**Work to complete**
Transcribe the tail of the listing: start at the line containing "Where can the front" and stop after the last line, keeping every character as is and adding nothing.

+++ Stored rows +++

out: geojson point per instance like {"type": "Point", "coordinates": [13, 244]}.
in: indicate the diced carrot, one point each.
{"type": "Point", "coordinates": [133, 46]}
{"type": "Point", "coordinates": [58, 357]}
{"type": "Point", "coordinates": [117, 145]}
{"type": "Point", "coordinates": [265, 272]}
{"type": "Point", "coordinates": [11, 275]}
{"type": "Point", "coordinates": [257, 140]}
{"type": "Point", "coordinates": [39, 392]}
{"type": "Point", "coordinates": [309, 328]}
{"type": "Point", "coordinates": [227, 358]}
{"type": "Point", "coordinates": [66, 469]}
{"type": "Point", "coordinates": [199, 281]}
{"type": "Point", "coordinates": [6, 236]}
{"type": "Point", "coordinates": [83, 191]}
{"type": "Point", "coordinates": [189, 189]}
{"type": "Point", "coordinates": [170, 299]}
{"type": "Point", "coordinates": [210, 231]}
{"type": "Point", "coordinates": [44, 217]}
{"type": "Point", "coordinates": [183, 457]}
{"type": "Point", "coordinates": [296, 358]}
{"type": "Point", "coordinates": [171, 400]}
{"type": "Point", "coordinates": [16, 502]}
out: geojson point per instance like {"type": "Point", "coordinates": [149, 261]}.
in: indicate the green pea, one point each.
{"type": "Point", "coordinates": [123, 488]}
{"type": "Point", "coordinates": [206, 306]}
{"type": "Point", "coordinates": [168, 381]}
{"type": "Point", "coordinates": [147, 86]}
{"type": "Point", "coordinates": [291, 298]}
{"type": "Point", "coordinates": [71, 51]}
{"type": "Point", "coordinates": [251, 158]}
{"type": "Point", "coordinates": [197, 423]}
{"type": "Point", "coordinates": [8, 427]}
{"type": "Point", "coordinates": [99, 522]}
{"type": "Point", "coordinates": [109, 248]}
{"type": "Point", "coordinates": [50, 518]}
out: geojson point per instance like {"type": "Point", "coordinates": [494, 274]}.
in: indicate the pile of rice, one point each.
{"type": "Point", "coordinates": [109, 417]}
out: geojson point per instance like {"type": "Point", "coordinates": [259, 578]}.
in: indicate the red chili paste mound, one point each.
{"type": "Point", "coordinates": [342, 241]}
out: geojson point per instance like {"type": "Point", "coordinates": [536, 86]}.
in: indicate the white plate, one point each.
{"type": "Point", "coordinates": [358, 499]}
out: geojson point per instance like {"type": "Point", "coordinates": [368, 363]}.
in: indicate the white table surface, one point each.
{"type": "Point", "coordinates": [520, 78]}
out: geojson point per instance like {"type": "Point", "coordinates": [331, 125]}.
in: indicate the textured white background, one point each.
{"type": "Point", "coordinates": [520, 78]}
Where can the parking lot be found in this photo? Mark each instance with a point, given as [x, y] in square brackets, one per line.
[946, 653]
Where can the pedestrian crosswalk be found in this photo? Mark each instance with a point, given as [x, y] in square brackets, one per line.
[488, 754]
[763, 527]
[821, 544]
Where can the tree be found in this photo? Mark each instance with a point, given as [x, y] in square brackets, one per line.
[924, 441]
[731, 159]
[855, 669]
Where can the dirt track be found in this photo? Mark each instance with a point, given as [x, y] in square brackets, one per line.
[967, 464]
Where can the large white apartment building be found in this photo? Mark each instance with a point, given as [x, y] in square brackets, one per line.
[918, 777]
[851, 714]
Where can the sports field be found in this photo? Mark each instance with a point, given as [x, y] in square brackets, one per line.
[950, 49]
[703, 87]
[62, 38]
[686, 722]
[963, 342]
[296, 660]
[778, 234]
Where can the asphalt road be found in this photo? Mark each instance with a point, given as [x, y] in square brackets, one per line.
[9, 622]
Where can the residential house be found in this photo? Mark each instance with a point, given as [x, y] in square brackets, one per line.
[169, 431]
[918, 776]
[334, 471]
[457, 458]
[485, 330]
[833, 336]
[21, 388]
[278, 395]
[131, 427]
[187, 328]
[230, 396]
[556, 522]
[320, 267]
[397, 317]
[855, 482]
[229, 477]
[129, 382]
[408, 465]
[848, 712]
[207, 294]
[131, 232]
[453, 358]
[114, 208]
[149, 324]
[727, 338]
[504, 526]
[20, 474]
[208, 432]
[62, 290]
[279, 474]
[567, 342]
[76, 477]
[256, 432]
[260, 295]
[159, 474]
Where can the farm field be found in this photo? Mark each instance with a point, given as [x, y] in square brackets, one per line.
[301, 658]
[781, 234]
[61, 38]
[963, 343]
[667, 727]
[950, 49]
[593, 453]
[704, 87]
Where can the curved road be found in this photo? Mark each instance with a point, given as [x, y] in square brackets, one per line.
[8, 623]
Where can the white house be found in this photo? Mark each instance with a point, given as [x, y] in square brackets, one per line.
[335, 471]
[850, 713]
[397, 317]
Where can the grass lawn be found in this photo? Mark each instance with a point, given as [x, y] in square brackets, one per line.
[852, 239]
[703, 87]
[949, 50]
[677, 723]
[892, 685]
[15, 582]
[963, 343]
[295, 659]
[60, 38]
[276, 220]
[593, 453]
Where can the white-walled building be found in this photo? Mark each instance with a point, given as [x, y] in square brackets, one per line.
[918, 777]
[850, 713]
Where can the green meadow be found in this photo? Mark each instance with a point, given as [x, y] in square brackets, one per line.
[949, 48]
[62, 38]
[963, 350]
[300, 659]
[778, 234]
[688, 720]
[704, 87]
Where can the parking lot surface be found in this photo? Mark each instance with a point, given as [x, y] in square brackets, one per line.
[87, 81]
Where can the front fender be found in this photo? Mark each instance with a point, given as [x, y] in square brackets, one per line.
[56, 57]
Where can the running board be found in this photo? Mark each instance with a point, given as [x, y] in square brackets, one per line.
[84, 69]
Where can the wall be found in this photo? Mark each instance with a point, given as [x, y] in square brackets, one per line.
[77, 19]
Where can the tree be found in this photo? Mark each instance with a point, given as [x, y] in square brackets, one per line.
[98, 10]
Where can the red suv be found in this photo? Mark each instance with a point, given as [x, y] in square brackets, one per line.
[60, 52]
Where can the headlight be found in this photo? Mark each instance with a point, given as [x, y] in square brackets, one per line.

+++

**Final result**
Where can the front fender be found in this photo? Mark each instance with a point, given as [x, y] in square brackets, one per line.
[56, 57]
Where can the running board be found in this photo? Mark each instance with a point, given as [x, y] in square brackets, one per line.
[84, 69]
Where can the wall be found in this photo? Mark each instance with a point, given as [x, y] in square brackets, one per line.
[77, 19]
Where can the tree be found in this photo? Mark each instance with a point, given as [x, y] in square brackets, one per line.
[98, 10]
Where can the red suv be found in this photo? Mark each instance with a point, given as [x, y] in square brackets, one per line.
[60, 52]
Where can the headlight be found in this photo? Mark each instance with a point, given as [x, y] in square brackets, one per line.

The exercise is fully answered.